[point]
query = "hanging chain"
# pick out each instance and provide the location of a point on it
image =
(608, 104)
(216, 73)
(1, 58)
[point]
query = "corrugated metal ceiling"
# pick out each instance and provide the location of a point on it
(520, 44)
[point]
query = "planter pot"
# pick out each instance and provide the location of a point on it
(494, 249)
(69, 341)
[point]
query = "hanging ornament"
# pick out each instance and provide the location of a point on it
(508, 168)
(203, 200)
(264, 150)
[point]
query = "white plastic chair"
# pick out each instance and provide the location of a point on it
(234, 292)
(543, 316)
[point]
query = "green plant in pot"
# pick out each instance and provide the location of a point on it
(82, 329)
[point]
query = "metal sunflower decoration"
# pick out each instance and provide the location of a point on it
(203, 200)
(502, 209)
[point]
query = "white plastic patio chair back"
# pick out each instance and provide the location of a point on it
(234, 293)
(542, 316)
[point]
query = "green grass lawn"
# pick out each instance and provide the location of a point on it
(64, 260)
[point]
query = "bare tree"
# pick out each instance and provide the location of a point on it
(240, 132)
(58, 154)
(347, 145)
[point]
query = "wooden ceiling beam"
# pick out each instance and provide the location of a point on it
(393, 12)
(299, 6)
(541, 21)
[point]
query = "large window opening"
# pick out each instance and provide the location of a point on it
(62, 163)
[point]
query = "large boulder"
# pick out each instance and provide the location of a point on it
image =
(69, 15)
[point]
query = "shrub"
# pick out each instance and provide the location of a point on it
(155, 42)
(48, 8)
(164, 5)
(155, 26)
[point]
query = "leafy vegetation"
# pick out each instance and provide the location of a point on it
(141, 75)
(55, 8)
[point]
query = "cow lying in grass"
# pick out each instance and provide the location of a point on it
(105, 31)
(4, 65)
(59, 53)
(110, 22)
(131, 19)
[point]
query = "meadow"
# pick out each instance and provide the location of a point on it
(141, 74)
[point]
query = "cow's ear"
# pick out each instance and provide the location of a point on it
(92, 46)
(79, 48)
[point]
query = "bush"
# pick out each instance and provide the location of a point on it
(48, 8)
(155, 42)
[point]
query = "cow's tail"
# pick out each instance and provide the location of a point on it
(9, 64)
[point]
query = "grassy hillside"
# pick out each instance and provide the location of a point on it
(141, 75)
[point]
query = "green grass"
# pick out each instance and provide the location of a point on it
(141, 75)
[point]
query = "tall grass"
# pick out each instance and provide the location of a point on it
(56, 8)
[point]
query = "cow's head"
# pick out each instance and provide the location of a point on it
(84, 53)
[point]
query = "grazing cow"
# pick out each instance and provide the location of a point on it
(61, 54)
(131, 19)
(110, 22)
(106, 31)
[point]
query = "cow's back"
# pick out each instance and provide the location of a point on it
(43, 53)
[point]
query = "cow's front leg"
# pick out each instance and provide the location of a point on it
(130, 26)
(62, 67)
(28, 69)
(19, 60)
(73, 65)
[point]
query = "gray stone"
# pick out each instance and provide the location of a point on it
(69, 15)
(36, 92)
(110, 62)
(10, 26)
---------------
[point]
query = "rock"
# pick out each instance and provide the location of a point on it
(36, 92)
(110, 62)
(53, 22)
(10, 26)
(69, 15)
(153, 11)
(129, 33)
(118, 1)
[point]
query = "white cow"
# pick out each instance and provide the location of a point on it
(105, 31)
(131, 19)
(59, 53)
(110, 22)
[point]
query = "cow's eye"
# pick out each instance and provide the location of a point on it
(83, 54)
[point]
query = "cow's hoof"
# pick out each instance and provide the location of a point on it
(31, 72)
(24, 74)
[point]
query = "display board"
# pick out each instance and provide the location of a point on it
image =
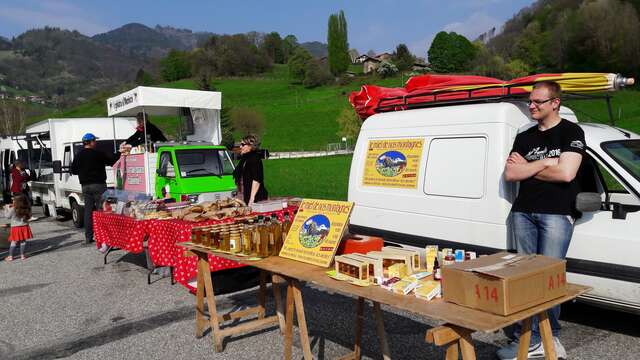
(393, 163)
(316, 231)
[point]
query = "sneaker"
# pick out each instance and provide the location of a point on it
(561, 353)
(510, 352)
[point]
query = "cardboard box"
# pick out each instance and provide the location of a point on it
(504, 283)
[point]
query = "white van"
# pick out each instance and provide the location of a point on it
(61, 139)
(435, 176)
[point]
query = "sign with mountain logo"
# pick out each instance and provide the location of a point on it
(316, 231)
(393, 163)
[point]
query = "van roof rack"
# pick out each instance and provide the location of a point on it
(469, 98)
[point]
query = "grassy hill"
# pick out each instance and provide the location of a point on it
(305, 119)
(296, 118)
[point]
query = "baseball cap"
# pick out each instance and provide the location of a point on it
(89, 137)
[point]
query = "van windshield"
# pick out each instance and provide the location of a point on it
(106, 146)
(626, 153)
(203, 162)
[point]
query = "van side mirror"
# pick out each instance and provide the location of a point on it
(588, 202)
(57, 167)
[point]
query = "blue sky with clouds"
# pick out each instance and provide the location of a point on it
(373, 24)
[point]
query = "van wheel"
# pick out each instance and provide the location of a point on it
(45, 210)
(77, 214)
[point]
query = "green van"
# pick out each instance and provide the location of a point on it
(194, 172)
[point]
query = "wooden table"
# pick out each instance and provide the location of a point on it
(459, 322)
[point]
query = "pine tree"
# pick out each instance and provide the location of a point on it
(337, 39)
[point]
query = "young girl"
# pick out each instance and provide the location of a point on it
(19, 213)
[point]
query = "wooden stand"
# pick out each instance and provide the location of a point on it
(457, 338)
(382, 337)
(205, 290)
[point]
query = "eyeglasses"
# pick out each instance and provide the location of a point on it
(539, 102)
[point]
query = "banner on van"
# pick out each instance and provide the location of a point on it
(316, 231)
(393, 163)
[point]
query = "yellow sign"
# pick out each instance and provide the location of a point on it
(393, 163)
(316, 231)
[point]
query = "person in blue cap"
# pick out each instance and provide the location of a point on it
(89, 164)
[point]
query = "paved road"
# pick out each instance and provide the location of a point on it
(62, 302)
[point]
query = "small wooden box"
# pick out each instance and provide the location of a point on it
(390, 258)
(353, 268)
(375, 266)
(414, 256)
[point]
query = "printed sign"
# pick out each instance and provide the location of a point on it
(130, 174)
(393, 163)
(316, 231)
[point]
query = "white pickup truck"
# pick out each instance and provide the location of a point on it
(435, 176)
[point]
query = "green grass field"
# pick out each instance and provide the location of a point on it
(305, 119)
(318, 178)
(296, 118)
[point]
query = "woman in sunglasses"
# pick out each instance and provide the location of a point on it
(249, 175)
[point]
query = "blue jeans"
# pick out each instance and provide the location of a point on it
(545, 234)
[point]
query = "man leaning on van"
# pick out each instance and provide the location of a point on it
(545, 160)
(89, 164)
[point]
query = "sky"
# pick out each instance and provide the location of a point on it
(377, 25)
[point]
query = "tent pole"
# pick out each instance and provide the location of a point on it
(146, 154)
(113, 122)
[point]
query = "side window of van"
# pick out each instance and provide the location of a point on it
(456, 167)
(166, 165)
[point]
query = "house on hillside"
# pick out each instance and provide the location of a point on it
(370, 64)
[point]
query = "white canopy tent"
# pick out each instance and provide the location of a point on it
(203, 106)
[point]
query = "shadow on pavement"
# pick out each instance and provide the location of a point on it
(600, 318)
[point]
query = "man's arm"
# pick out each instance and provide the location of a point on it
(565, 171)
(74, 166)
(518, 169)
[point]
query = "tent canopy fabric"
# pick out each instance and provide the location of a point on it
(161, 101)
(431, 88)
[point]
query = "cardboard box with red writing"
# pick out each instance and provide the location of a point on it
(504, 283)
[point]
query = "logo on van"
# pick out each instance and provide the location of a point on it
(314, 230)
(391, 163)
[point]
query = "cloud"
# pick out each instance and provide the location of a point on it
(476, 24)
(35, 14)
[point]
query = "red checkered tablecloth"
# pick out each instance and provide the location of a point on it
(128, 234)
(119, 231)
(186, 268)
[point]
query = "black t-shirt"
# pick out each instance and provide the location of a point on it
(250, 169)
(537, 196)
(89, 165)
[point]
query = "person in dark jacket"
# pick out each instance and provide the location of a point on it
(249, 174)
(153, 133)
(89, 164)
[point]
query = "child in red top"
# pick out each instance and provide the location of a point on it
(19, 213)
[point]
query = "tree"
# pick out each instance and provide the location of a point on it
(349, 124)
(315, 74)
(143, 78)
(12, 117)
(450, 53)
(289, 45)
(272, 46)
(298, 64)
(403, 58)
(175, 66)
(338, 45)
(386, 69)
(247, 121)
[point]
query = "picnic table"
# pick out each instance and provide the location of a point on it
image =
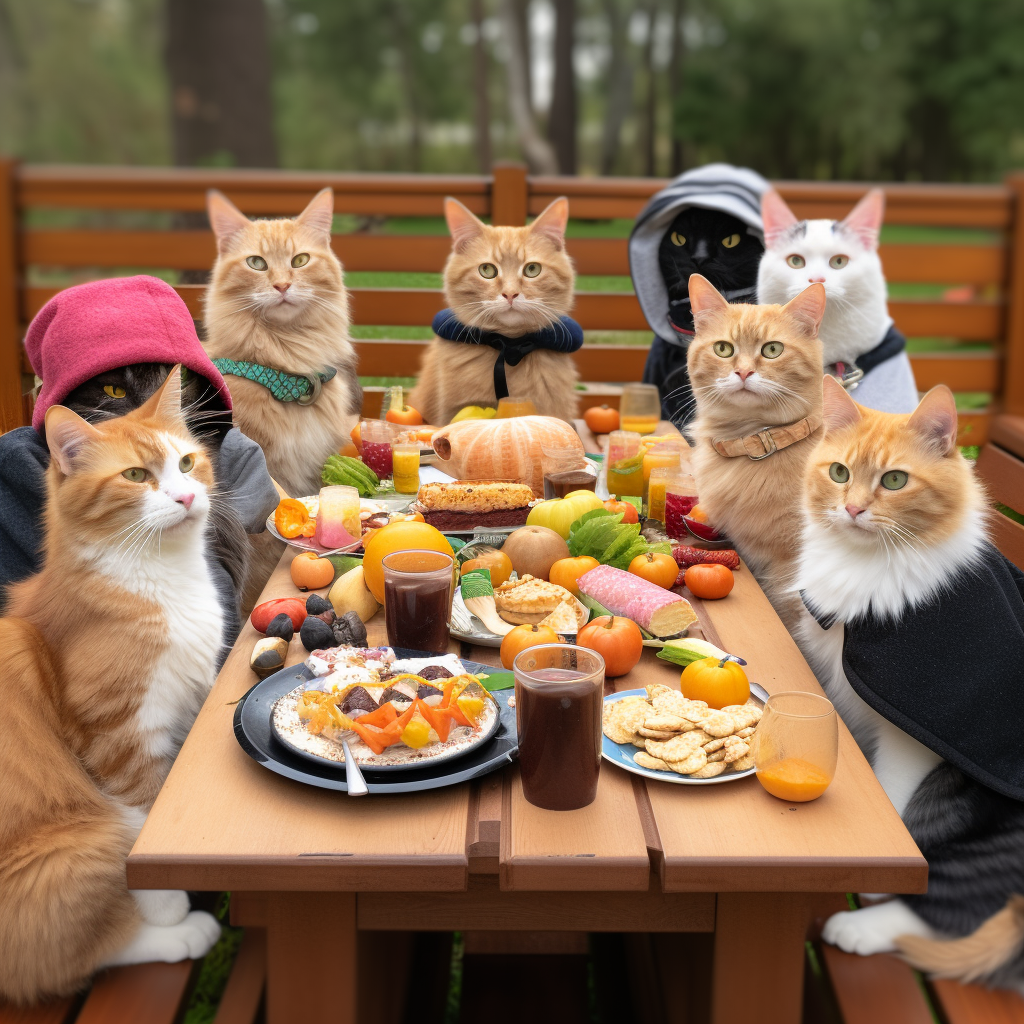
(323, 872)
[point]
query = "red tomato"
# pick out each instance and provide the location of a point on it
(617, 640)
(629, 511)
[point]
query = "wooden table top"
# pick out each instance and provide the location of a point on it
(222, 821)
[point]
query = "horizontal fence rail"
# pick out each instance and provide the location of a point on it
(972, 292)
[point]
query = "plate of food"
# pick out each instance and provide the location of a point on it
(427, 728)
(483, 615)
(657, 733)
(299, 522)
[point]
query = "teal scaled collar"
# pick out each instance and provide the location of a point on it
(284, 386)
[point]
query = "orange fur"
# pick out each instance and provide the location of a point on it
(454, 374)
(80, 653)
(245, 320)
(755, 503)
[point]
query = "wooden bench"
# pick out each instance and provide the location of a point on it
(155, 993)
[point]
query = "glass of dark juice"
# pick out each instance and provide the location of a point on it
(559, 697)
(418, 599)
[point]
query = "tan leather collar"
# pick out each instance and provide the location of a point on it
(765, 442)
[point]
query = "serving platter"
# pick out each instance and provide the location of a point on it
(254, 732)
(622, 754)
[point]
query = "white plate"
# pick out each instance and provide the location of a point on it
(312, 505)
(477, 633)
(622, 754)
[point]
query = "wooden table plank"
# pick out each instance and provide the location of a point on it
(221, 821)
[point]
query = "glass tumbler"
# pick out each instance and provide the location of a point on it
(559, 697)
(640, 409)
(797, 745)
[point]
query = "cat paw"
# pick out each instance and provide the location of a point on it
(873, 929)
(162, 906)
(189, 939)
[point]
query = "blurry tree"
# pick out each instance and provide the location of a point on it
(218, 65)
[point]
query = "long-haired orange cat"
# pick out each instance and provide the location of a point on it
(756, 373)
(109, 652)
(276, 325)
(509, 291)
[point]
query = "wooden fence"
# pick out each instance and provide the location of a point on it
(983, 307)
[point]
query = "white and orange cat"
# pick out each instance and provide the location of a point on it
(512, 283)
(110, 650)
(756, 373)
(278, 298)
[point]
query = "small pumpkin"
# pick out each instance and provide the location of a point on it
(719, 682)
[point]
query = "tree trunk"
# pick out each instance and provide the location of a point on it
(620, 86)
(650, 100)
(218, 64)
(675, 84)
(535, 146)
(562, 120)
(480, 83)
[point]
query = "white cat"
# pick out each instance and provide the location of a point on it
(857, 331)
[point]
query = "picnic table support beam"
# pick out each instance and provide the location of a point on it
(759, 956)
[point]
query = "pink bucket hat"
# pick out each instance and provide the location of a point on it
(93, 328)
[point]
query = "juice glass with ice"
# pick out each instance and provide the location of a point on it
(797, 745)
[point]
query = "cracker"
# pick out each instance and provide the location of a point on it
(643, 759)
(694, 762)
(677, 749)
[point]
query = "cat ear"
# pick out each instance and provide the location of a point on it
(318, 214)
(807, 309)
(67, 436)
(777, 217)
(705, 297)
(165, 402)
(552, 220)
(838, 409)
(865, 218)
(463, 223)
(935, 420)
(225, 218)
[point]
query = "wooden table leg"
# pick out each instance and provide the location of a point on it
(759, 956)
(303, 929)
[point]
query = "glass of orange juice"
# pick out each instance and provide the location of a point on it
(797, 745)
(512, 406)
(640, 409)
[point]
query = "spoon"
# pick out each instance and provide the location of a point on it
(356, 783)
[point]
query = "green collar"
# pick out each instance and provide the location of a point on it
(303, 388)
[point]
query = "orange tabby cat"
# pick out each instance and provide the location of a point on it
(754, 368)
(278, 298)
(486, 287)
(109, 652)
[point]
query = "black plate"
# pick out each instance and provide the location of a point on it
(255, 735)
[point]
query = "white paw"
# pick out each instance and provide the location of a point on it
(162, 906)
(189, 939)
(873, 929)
---------------
--- What is expected ---
Return every line of the data above that contains the word "chair".

--- Exercise result ---
query = "white plastic chair"
query = "white plastic patio chair back"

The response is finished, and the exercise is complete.